Текст
Полное собрание сочинений в 15 томах. Том 1. Дневники - 1939
Шрифт:
Итак, если бы Матвей Иванович пил запоем, это было бы горе, но не грех и не стыд; но он не пил запоем, а просто пьянствовал. Напрасно плакалась жена, напрасно усовещевала прабабушка (моя, — как именно была родственница ему, не умею сказать в точности; вероятно, двоюродная тетка, — он звал ее тетушкою, мою бабушку сестрицею). Но неизвестно почему, он исправился, — и уже совершенно перестал пить, стал человек примерно строгой жизни. Но если Александре [Павловне] стало легче в нравственном отношении, то в материальном не произошло большого облегчения нужды: Матвей Иванович все свое небольшое жалованье продолжал попрежнему обращать на покупку вина, — купит, и приводит к себе пьяниц, самых обнищавших и беспутных, и угощает их, — а сам ведь уж ничего не пьет.

Раздел данных
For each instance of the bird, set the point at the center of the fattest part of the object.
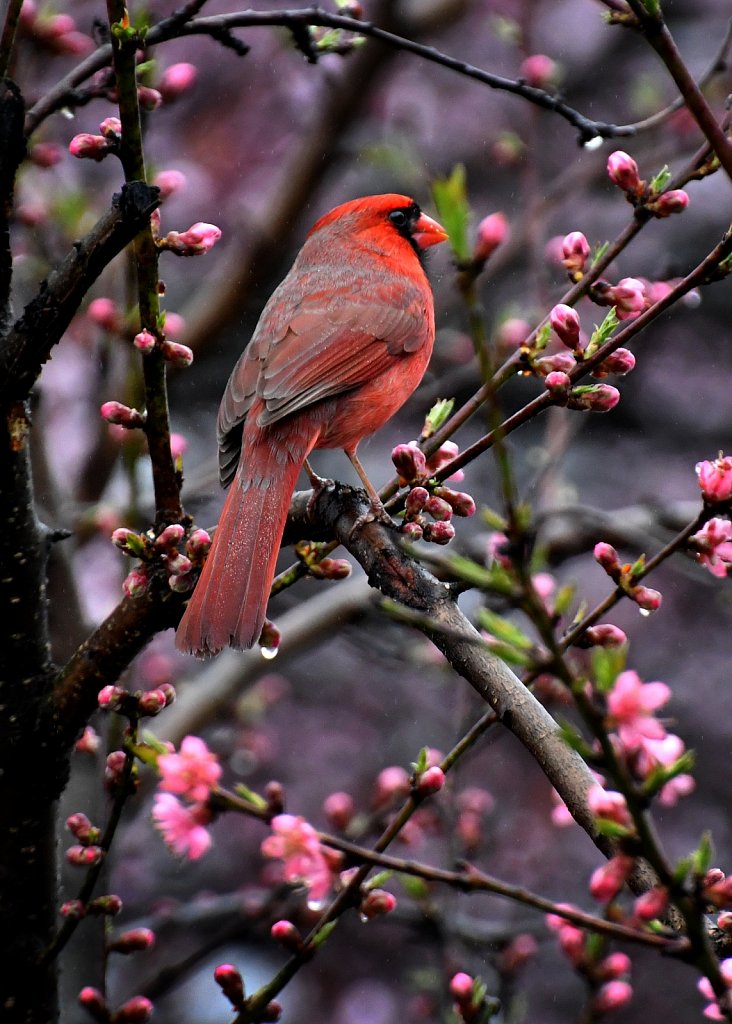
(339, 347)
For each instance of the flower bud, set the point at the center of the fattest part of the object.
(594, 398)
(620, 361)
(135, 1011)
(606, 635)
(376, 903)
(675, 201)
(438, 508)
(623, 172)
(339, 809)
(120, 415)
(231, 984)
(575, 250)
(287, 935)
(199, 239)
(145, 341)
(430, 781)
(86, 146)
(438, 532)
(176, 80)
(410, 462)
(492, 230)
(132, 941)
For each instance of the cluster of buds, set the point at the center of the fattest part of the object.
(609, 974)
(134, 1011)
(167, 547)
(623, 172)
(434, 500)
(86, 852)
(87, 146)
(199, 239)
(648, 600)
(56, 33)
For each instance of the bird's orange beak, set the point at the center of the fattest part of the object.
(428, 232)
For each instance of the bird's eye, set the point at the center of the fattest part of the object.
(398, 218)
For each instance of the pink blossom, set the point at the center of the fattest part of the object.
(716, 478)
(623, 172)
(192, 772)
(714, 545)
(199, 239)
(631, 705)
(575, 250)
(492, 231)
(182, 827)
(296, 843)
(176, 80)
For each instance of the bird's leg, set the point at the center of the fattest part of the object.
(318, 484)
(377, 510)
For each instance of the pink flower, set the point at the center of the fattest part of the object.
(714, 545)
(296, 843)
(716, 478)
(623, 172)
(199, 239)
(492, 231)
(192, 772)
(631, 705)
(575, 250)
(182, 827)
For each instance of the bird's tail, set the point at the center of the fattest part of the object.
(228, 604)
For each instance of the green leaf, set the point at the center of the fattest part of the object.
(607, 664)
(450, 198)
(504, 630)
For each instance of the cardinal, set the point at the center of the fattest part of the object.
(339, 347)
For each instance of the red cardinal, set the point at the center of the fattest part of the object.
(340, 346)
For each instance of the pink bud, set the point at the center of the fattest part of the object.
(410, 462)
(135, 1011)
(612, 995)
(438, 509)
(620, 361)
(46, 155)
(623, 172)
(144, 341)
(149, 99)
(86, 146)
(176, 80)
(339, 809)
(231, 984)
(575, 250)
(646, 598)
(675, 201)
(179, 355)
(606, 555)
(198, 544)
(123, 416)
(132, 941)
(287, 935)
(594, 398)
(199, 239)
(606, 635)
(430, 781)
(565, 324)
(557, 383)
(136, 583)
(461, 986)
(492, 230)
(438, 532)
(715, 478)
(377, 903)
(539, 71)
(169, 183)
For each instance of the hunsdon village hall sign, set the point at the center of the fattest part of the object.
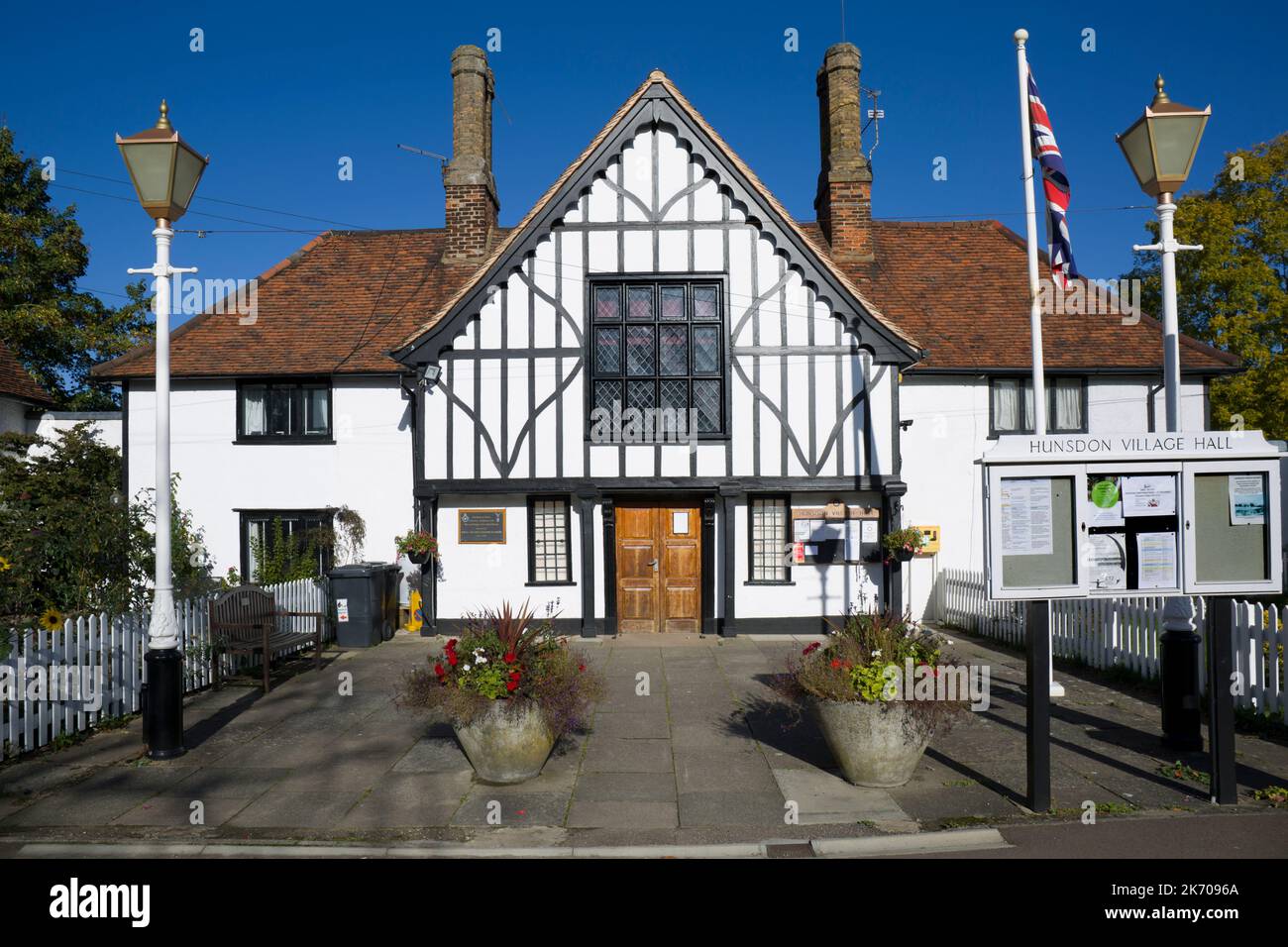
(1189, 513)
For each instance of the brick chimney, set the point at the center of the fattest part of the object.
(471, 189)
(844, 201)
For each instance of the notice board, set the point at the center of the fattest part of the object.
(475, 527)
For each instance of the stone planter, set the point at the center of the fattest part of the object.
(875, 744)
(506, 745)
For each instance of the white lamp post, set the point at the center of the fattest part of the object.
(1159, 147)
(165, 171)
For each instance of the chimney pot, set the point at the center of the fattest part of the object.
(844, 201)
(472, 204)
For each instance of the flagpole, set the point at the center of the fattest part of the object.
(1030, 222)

--

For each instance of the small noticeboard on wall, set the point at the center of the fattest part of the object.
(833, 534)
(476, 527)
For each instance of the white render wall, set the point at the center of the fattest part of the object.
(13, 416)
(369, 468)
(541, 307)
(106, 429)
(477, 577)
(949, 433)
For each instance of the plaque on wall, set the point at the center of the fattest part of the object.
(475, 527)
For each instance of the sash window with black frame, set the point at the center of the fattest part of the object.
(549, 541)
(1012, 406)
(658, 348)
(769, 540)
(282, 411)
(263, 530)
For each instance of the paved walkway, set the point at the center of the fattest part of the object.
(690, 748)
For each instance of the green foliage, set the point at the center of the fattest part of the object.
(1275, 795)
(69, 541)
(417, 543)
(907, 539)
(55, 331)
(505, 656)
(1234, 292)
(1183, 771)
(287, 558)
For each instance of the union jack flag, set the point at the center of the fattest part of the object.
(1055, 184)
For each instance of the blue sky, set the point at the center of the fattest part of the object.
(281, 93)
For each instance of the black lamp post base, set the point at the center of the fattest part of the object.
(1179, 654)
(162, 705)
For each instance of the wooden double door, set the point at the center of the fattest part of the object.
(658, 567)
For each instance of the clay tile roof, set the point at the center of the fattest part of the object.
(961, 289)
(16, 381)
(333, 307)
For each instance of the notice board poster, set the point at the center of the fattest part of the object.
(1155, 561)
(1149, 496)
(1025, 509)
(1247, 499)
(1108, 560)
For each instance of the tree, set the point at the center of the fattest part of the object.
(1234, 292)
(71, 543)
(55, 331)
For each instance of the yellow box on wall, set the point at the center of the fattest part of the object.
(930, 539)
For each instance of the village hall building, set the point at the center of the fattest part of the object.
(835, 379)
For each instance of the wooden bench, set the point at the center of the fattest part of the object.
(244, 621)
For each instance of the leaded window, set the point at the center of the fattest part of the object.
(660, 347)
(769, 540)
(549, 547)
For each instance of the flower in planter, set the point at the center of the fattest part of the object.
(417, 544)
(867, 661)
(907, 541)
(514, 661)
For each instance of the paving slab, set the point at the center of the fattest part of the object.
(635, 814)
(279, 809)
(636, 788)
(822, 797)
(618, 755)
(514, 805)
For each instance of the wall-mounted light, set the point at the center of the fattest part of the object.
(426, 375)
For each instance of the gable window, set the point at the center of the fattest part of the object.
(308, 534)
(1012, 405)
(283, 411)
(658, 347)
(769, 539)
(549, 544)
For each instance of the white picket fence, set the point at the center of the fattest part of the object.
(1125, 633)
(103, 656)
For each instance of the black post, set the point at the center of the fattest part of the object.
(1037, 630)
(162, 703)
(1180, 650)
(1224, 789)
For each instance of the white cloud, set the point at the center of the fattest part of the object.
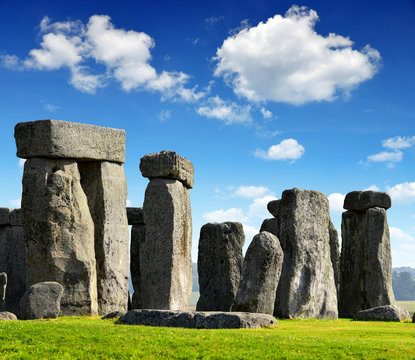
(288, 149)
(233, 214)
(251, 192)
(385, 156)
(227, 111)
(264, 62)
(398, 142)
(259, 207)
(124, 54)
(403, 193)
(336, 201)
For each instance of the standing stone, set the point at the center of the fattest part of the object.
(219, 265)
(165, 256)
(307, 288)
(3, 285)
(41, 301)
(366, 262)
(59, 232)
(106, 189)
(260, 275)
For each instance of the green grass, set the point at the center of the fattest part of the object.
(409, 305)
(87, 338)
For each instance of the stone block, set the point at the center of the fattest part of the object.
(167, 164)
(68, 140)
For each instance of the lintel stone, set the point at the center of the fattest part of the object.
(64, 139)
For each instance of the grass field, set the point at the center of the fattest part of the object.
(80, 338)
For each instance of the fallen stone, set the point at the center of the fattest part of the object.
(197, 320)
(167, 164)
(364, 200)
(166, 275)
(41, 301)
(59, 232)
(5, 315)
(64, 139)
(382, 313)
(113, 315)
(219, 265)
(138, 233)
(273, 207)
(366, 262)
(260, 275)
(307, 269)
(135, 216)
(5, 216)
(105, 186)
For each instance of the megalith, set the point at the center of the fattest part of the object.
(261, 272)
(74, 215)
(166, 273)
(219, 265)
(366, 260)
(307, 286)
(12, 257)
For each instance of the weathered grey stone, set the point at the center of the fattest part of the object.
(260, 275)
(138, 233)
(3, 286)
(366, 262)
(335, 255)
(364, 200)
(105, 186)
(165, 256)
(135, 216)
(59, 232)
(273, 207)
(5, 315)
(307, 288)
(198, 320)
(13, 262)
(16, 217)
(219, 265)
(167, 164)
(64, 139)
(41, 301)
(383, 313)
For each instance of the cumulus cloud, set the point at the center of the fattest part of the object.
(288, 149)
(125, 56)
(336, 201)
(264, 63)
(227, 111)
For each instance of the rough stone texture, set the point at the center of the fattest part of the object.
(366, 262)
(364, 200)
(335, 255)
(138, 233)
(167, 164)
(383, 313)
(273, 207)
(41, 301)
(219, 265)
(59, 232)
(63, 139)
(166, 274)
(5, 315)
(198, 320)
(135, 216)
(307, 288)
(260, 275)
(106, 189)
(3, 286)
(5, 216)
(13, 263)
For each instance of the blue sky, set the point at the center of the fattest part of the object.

--

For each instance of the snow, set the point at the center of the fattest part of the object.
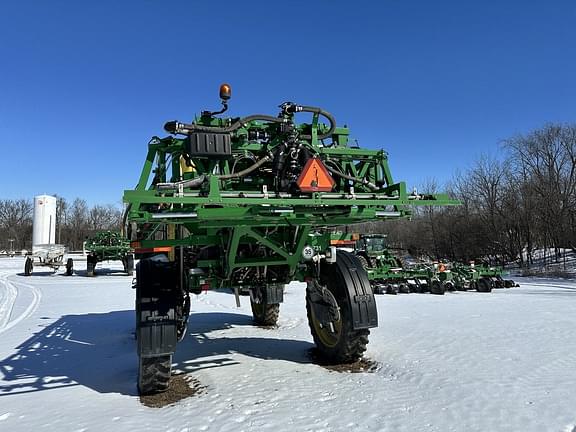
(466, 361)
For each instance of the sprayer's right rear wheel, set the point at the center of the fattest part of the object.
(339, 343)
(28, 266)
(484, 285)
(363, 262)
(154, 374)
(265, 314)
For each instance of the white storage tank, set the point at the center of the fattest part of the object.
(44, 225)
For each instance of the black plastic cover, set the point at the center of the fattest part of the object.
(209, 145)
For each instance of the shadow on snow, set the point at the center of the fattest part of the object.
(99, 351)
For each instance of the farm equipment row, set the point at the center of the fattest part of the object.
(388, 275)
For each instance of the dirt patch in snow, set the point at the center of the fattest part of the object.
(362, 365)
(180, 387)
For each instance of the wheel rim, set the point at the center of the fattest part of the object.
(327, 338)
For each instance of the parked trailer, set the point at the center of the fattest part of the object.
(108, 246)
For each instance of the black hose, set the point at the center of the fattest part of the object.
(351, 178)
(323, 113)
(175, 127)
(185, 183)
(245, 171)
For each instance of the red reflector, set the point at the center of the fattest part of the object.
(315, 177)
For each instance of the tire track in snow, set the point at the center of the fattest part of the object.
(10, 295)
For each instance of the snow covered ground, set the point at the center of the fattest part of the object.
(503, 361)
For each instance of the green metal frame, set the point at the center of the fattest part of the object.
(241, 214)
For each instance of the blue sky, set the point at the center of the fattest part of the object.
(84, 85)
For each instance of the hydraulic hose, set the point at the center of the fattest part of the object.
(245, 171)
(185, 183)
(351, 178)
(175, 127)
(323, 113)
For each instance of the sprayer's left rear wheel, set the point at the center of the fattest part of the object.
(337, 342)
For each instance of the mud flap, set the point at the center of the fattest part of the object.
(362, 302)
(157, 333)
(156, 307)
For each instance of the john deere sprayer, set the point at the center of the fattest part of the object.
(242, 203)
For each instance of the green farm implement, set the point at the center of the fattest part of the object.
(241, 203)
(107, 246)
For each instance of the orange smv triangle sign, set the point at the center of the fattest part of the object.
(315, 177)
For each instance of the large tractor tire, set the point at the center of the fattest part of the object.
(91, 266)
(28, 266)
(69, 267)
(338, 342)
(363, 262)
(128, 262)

Задания
• A. Пожалуйста, выведите без изменений всё из отрывка о Матвее Ивановиче, начиная со слов "Полное собрание сочинений" и вплоть до слов "ничего не пьет.".
• B. Допишите дальнейшую часть отрывка о Матвее Ивановиче, продолжив его сразу после последнего предложения.
Записи для работы не нужны.

Ответы по порядку
• A.
Полное собрание сочинений в 15 томах. Том 1. Дневники - 1939
Шрифт:
Итак, если бы Матвей Иванович пил запоем, это было бы горе, но не грех и не стыд; но он не пил запоем, а просто пьянствовал. Напрасно плакалась жена, напрасно усовещевала прабабушка (моя, — как именно была родственница ему, не умею сказать в точности; вероятно, двоюродная тетка, — он звал ее тетушкою, мою бабушку сестрицею). Но неизвестно почему, он исправился, — и уже совершенно перестал пить, стал человек примерно строгой жизни. Но если Александре [Павловне] стало легче в нравственном отношении, то в материальном не произошло большого облегчения нужды: Матвей Иванович все свое небольшое жалованье продолжал попрежнему обращать на покупку вина, — купит, и приводит к себе пьяниц, самых обнищавших и беспутных, и угощает их, — а сам ведь уж ничего не пьет.

• B.
Александра Павловна бедствовала попрежнему, прабабушка, — тогда Матвей Иванович был на квартире у нее, — бранила, изумляясь такой странной манере тратить деньги. «Приятно, что ли, тебе с ними? — говорила она, — ведь на них смотреть гадко». — «Гадко, тетушка», — отвечал Матвей Иванович. — «Так что же ты на них убиваешь все деньги?» — «Тетушка, — отвечал Матвей Иванович, — кабы вы знали, какое мучение пьянствующему человеку, когда у него нечего выпить, вы не удивлялись [бы] и не осуждали. Это такое мучение, тетушка, которого и представить себе нельзя, — я испытал его, знаю, потому и не могу удержать своей жалости: очень они мучатся». — Этот период жизни Матвея Ивановича кончился еще до моей памяти, и я 'знаю его только по рассказам; бабушка, которая была очень строга к пьяницам, передавала, однако же, ответ Матвея Ивановича печальным тоном такого серьезного убеждения в его справедливости, что и у меня, ребенка, щемило сердце: верно, в самом деле, большое
Но по мере того, как время сглаживало живость воспоминания о собственном мучении в период пьянствования при недостатке вина, ослабевала и расточительность Матвея Ивановича на покупку вина пьяницам. На моей памяти Матвей Иванович уже не имел заметного обычая угощать их, — я знал только, что иногда он приводит к себе пьянчужку, которого увидит на улице в особенно несчастном состоянии, даст ему выпить рюмку, две, долго увещевает его и отпускает. Но это случалось изредка, так что самому мне не привелось ни разу быть свидетелем такого случая.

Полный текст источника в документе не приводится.